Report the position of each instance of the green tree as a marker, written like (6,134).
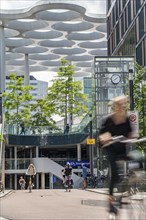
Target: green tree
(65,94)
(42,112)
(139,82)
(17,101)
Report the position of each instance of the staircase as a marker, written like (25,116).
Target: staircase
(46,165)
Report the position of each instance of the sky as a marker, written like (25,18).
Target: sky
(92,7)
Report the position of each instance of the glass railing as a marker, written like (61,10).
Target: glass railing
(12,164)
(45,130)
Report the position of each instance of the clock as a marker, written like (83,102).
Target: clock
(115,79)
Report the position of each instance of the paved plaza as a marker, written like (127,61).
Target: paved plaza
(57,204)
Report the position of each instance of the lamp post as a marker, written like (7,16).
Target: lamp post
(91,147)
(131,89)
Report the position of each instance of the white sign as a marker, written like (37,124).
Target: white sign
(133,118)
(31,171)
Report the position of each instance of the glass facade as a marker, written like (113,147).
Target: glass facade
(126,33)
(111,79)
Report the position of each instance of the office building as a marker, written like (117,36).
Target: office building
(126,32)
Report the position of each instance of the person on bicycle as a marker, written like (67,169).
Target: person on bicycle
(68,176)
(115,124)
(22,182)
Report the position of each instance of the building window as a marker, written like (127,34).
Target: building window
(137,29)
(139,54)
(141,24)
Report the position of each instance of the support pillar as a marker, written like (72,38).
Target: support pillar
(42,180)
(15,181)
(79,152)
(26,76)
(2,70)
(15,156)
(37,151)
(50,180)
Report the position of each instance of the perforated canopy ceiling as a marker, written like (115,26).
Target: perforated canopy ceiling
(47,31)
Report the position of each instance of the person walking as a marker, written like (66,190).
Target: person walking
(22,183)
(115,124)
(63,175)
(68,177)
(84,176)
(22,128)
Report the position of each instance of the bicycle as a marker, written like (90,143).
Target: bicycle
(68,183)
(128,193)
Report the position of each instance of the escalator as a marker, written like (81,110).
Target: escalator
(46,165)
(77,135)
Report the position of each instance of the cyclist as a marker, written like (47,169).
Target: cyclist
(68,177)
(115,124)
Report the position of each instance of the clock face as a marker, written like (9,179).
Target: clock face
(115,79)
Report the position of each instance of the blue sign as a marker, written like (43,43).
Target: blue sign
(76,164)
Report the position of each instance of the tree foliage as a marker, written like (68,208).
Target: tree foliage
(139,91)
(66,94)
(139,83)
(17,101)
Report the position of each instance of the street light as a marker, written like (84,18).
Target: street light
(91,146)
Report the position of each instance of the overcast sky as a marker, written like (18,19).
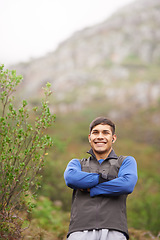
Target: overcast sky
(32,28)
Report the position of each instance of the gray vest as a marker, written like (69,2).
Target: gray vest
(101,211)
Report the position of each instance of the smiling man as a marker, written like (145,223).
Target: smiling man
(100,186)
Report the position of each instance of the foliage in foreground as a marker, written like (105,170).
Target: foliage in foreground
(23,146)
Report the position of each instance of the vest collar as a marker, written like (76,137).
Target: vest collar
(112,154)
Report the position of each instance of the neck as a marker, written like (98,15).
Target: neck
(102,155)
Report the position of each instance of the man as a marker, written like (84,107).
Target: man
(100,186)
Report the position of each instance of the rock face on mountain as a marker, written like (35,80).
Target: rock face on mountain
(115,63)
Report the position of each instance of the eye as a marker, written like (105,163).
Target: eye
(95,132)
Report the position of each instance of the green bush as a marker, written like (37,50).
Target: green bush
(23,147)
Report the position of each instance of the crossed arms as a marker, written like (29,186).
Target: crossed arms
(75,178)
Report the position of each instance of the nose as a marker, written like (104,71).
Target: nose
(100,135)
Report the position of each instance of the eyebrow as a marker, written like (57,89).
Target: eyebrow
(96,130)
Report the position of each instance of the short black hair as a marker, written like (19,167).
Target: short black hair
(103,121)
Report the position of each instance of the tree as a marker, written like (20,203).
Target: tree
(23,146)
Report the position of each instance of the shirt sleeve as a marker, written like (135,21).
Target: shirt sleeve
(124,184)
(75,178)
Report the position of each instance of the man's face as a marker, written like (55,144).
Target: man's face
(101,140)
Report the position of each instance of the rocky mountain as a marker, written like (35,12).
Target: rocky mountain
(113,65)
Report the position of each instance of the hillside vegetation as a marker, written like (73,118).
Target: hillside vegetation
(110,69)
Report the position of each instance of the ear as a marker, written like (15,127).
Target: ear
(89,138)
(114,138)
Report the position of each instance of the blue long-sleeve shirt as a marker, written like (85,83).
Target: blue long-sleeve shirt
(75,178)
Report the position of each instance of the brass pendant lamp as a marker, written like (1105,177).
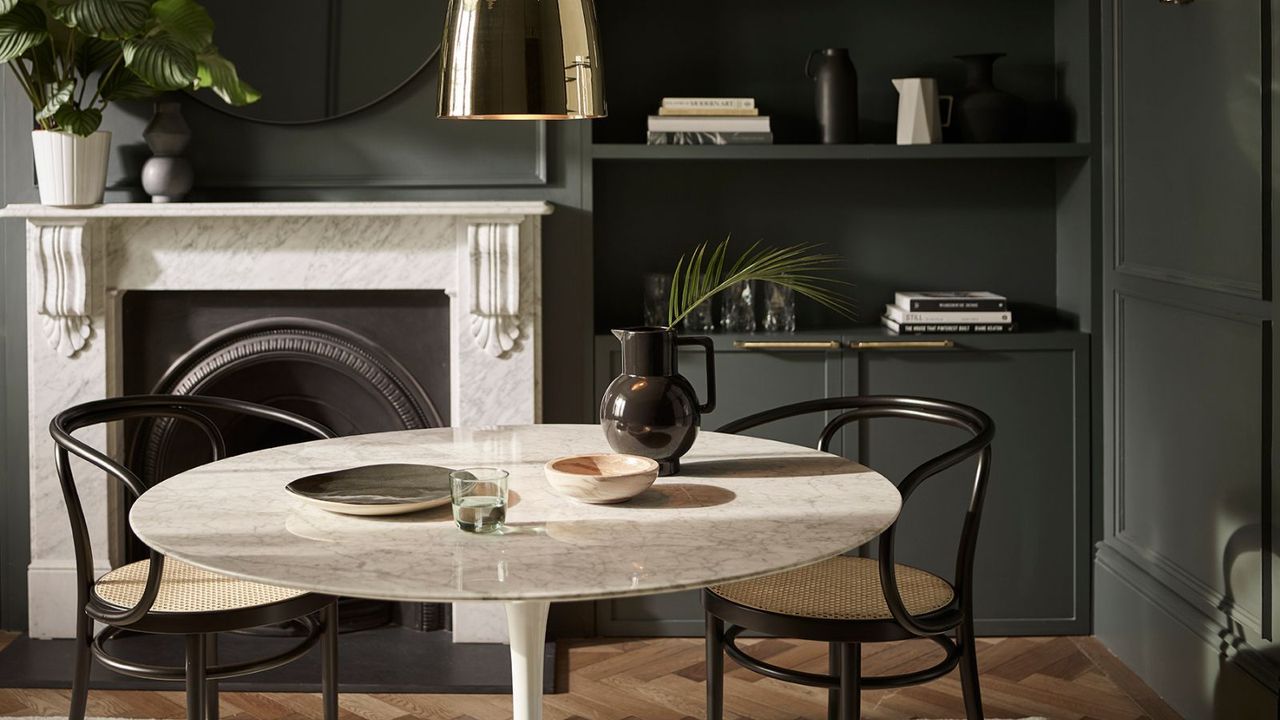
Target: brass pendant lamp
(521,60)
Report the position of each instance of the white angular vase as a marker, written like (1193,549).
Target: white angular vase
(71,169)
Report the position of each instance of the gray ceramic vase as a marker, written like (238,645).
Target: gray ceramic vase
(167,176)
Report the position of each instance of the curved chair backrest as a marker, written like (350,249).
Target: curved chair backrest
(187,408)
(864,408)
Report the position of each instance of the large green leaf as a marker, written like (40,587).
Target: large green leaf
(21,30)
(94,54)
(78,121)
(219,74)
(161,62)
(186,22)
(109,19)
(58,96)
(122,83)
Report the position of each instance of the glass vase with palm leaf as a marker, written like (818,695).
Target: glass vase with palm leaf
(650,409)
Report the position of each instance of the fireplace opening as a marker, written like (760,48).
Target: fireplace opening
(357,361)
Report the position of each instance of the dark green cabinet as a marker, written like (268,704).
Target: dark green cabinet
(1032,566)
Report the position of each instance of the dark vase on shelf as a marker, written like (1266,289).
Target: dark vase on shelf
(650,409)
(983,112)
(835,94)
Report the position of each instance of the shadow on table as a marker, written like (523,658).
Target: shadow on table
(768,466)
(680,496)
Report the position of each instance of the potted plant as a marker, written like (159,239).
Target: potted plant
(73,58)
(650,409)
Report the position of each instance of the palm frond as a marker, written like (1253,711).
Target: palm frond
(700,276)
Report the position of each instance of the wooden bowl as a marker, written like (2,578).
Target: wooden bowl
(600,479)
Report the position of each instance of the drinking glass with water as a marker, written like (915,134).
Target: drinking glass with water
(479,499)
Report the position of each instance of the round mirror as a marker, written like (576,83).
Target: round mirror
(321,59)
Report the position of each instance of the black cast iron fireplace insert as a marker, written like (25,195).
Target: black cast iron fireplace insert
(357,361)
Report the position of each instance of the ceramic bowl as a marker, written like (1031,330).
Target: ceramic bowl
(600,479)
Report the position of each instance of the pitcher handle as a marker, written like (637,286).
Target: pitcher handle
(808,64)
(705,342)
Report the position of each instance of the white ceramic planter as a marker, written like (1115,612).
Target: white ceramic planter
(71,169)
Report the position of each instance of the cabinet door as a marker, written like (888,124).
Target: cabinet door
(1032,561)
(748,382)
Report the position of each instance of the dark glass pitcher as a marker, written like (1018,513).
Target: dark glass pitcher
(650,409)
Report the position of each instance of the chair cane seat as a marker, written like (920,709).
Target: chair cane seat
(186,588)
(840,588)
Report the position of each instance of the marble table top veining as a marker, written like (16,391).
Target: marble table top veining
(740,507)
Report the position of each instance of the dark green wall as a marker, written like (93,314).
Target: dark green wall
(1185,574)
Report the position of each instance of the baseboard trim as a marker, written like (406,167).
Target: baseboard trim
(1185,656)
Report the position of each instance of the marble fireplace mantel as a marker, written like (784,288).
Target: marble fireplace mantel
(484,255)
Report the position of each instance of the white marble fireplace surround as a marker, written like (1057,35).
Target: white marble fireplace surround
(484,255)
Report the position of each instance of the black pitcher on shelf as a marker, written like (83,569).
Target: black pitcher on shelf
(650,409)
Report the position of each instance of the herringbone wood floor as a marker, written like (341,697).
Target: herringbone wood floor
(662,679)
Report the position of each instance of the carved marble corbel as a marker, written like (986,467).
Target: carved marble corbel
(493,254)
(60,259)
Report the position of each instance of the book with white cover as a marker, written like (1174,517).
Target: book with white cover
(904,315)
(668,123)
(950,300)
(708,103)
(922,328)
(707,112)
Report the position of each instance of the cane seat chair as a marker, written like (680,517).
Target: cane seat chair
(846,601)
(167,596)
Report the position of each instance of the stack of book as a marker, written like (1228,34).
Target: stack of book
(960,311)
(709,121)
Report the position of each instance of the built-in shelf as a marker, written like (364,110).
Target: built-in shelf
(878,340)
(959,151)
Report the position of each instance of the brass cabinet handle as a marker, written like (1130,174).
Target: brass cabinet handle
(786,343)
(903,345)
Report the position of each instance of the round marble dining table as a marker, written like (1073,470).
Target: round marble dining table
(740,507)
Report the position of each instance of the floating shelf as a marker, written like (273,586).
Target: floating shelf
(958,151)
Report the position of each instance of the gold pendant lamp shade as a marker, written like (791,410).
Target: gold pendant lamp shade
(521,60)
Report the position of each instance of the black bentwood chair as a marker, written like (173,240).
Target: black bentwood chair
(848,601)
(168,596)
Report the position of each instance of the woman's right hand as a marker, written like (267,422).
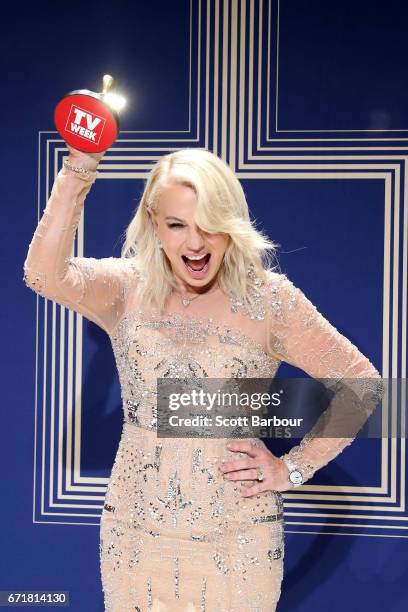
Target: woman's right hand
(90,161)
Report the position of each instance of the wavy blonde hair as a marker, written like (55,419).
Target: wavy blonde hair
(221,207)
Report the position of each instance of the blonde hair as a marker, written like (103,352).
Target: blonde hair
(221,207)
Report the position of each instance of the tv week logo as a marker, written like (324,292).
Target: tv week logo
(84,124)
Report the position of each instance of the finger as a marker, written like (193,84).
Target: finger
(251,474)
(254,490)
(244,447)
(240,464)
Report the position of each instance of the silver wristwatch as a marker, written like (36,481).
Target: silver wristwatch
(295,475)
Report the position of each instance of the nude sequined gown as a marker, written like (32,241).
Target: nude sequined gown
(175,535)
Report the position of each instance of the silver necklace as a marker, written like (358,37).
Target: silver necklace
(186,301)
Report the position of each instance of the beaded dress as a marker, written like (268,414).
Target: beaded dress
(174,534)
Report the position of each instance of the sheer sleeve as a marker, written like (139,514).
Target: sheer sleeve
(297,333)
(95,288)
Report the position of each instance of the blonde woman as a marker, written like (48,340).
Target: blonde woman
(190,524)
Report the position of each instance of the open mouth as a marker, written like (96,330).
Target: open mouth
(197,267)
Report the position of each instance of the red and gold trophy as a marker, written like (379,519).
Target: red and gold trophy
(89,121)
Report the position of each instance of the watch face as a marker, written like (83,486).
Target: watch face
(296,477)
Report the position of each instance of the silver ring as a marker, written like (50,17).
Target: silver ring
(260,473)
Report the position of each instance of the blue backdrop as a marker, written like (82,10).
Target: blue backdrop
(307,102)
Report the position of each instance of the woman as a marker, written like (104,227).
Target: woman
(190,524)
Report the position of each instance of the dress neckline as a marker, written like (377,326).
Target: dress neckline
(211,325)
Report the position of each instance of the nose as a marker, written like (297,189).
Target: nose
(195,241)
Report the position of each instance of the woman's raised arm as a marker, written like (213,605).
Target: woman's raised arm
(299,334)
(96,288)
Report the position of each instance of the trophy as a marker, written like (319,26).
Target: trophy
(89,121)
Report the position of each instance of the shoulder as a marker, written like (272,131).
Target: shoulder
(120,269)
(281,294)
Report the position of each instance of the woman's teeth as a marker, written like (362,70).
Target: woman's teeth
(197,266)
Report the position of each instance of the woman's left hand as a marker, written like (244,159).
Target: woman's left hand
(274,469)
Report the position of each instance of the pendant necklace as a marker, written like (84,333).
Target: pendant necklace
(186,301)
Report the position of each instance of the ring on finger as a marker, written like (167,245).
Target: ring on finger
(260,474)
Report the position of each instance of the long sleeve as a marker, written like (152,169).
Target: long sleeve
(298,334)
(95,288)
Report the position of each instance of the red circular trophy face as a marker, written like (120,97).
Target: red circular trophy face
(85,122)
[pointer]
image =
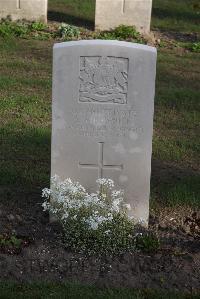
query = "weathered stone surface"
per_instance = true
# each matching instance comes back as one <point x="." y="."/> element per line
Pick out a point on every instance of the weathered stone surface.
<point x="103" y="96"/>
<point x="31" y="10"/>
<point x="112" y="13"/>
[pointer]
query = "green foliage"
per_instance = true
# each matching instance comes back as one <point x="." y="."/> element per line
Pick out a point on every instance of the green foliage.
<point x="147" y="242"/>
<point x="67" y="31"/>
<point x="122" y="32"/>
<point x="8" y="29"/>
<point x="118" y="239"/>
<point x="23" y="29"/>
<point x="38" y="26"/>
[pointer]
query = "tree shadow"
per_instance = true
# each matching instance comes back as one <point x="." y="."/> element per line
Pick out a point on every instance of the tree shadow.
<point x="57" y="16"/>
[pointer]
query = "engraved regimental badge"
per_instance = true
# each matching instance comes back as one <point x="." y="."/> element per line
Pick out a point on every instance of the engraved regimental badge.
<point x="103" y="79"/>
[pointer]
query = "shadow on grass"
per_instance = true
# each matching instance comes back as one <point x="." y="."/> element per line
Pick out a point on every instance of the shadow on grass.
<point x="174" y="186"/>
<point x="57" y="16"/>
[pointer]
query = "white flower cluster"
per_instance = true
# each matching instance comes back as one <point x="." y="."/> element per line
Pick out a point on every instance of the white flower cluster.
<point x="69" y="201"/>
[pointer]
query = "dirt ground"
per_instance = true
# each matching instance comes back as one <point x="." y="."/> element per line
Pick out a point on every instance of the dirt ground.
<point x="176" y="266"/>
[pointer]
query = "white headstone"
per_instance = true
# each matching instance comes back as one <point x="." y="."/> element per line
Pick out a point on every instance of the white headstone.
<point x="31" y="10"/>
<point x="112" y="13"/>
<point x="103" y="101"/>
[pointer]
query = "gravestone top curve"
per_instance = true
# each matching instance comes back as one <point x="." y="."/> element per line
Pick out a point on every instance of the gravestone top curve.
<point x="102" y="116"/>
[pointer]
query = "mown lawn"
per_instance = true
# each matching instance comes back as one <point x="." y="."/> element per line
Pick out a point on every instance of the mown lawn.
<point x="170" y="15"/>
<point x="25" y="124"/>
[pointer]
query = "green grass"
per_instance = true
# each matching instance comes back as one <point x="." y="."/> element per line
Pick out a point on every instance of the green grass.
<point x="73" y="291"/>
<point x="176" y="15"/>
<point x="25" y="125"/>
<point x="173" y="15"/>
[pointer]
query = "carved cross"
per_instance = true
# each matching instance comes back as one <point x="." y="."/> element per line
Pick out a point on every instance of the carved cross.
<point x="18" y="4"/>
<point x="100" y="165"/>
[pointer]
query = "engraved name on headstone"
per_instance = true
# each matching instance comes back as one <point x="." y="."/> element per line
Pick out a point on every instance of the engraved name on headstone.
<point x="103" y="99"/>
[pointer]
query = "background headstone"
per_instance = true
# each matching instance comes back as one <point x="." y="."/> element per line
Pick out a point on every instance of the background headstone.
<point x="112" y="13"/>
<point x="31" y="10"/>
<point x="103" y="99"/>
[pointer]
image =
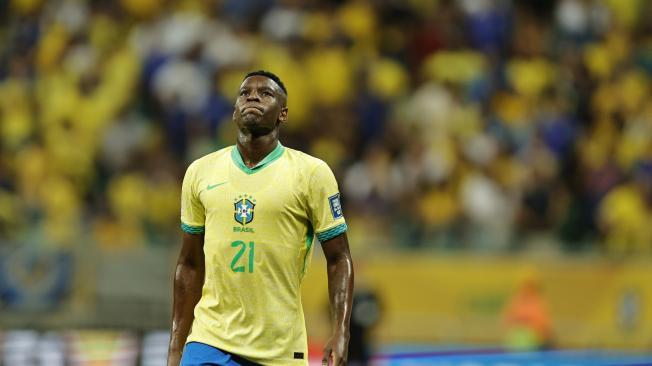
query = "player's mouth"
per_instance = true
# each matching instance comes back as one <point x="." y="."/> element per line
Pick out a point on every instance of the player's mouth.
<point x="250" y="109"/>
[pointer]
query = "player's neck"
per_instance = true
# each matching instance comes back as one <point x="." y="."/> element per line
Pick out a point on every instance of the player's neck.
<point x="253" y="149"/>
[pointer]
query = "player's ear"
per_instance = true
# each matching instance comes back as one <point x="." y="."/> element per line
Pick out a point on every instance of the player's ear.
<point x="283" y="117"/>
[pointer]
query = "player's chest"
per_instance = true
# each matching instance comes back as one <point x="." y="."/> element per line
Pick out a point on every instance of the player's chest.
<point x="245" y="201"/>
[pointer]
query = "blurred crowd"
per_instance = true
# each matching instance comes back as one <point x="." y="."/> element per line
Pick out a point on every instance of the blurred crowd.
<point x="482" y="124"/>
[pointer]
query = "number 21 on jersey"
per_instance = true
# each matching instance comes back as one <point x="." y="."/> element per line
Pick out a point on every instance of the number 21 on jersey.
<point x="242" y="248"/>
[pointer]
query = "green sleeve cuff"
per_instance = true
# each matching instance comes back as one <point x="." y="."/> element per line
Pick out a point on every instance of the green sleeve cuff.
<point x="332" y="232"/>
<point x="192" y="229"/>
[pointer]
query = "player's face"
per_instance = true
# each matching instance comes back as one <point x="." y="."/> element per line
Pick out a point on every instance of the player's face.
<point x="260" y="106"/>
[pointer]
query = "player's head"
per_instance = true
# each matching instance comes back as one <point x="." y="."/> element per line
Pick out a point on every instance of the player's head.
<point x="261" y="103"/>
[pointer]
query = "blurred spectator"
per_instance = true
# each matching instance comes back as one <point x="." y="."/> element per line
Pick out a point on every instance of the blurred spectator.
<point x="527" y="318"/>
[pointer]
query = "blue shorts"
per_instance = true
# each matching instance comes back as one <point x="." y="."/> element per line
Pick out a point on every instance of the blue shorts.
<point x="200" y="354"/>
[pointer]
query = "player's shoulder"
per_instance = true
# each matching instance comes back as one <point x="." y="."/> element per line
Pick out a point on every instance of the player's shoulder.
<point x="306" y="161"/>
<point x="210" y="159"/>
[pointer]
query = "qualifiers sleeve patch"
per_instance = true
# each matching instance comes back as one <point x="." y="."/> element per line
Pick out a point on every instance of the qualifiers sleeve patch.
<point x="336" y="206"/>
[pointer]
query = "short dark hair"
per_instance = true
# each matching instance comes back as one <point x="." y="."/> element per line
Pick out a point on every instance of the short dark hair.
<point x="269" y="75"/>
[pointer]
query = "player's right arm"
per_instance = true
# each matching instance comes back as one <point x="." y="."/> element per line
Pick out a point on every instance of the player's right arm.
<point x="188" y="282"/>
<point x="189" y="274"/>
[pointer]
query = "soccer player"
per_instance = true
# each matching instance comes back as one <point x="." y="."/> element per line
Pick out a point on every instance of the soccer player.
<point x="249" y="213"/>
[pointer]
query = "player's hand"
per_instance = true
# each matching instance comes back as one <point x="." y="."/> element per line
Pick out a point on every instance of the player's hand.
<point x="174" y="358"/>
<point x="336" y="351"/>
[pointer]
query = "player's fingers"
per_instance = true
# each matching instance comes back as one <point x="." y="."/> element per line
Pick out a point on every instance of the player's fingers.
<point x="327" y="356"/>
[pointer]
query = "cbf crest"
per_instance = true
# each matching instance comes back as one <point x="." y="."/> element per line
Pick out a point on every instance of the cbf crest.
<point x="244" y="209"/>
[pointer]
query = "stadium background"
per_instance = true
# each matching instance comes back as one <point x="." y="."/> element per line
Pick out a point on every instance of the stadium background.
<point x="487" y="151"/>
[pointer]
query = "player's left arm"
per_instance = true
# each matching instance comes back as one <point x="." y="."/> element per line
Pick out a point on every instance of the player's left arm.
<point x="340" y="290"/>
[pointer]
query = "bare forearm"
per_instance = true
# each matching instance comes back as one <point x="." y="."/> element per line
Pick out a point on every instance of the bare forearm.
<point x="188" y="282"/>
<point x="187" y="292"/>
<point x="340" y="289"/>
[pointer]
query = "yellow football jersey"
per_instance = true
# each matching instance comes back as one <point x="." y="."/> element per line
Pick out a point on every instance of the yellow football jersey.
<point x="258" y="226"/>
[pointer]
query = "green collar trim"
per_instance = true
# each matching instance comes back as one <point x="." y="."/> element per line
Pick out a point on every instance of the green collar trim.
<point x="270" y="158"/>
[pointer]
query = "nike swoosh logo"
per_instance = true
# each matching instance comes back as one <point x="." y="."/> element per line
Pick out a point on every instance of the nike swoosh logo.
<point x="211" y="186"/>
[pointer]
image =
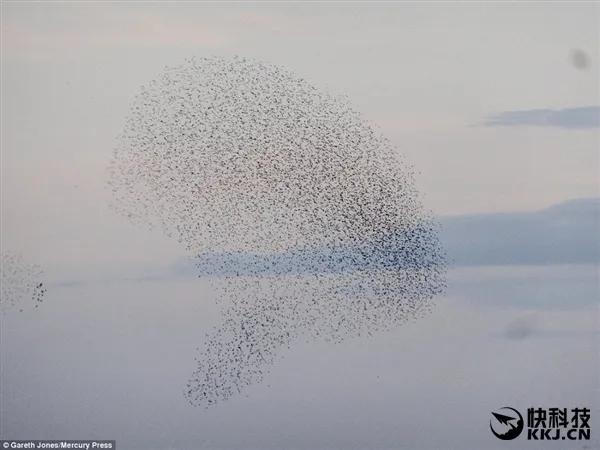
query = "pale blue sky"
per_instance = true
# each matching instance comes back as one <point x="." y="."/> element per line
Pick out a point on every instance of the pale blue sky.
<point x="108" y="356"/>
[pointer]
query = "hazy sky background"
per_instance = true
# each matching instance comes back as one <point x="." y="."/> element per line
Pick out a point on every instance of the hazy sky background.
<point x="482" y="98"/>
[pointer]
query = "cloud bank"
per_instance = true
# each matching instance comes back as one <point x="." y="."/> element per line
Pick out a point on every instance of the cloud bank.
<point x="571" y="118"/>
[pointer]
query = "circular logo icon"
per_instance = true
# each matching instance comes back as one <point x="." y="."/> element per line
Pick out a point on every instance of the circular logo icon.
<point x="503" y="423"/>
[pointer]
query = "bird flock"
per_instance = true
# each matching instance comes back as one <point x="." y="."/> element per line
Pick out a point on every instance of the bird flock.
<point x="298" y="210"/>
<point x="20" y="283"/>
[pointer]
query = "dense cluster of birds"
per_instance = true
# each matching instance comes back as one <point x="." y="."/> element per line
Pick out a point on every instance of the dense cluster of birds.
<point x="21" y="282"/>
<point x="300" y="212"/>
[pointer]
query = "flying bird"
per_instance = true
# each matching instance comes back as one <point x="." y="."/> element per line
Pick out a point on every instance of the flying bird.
—————
• [WHAT YOU HAVE TO DO]: What is needed is each line of the entries that contains the word "flying".

• [EXERCISE RESPONSE]:
query = "flying bird"
Pick out a point on every instance of the flying bird.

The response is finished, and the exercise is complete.